• Page text:
The ASHG membership team recently sat down with Minna Kaikkonen-Määttä, PhD, a Professor of Cardiovascular Genomics at the University of Eastern Finland and member of the Member Engagement Committee. As an international member of ASHG’s community, she has had the opportunity to collaborate across the world and expand her research. Dr. Kaikkonen-Määttä shared her lab’s work in technology development, advice for trainees and early career professionals, and her excitement about what is to come in CRISPR technologies and polygenic risk scores.
- Tell us a bit about your work with the Single Cell Genomics Core.My lab hosts a single cell genomics core which aims to provide access to the latest cutting-edge technologies in the field of single cell transcriptomics, epigenetics, and proteomics to local academic researchers and businesses. We provide experimental consultancy, library preparation and data analysis services. An important part of our mission is also technology development. It is particularly exciting how advances in single-cell sequencing technology are allowing researchers to better understand the genetic and molecular heterogeneity of cells and tissues, providing insights into disease mechanisms and potential therapies. Also, I believe the single cell based CRISPR screening technologies are going to revolutionize the functional characterization of genetic risk variants in the coming years.
- How does your ASHG membership help you navigate your professional life?For me, the most valuable aspect of my ASHG membership has been the platform it provides to connect with experts and leaders in the field of human genetics. This has allowed me to stay up-to-date with emerging trends and technologies, and enabled me to build relationships with great colleagues from around the world. I think ASHG membership also serves as a demonstration of commitment to the field, and has helped to build my professional reputation in the field.

• Data records:
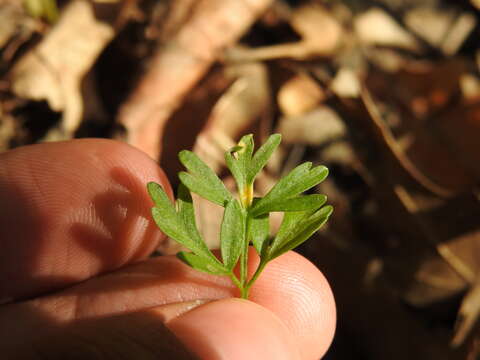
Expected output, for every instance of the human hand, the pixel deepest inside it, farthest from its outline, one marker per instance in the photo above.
(76, 280)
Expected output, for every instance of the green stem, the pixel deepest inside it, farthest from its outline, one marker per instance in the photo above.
(255, 276)
(236, 282)
(244, 256)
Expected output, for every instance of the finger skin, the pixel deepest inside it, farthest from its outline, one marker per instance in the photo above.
(290, 287)
(71, 210)
(96, 218)
(228, 329)
(235, 329)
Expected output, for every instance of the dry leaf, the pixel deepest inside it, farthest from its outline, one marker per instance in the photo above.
(54, 69)
(376, 27)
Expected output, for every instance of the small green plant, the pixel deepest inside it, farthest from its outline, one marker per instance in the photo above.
(246, 219)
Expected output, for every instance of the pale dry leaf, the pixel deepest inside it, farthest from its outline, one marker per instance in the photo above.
(313, 128)
(376, 27)
(346, 84)
(321, 35)
(299, 95)
(54, 69)
(180, 63)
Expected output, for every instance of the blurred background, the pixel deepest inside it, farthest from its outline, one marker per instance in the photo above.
(386, 93)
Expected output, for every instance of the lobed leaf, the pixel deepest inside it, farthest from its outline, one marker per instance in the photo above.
(201, 179)
(232, 234)
(187, 215)
(297, 228)
(259, 232)
(301, 203)
(300, 179)
(203, 264)
(176, 225)
(261, 156)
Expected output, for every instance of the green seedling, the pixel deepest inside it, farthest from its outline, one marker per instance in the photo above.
(46, 9)
(246, 219)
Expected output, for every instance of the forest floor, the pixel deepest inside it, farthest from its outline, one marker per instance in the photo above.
(386, 93)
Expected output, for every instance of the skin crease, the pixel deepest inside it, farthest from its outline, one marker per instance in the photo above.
(76, 234)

• Exercise instructions:
1: According to the interview, why does Dr. Kaikkonen-Määttä find advances in single-cell sequencing technology particularly exciting? Answer in one to three sentences.
2: Rewrite the interview from "The ASHG membership" to "polygenic risk scores.", updating "Member Engagement Committee" to "Program Committee".
The rows have no role in this work.

• Expected responses:
1: These advances let researchers better understand the genetic and molecular heterogeneity of cells and tissues. That understanding provides insights into disease mechanisms and potential therapies.

2:
The ASHG membership team recently sat down with Minna Kaikkonen-Määttä, PhD, a Professor of Cardiovascular Genomics at the University of Eastern Finland and member of the Program Committee. As an international member of ASHG’s community, she has had the opportunity to collaborate across the world and expand her research. Dr. Kaikkonen-Määttä shared her lab’s work in technology development, advice for trainees and early career professionals, and her excitement about what is to come in CRISPR technologies and polygenic risk scores.